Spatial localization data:
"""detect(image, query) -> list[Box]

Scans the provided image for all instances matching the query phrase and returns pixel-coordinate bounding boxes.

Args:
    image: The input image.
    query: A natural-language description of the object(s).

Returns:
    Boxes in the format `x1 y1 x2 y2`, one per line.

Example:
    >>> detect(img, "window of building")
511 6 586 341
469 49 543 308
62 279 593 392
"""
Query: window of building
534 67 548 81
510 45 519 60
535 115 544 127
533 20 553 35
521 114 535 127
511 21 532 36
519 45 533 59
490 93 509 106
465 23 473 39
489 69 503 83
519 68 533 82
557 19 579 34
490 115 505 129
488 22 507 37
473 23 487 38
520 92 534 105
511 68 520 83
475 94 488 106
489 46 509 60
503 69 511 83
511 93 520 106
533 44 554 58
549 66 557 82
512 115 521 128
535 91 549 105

Required work: Determine how many lines of the records contain the word "detect". Reply with the number by itself.

Answer below: 2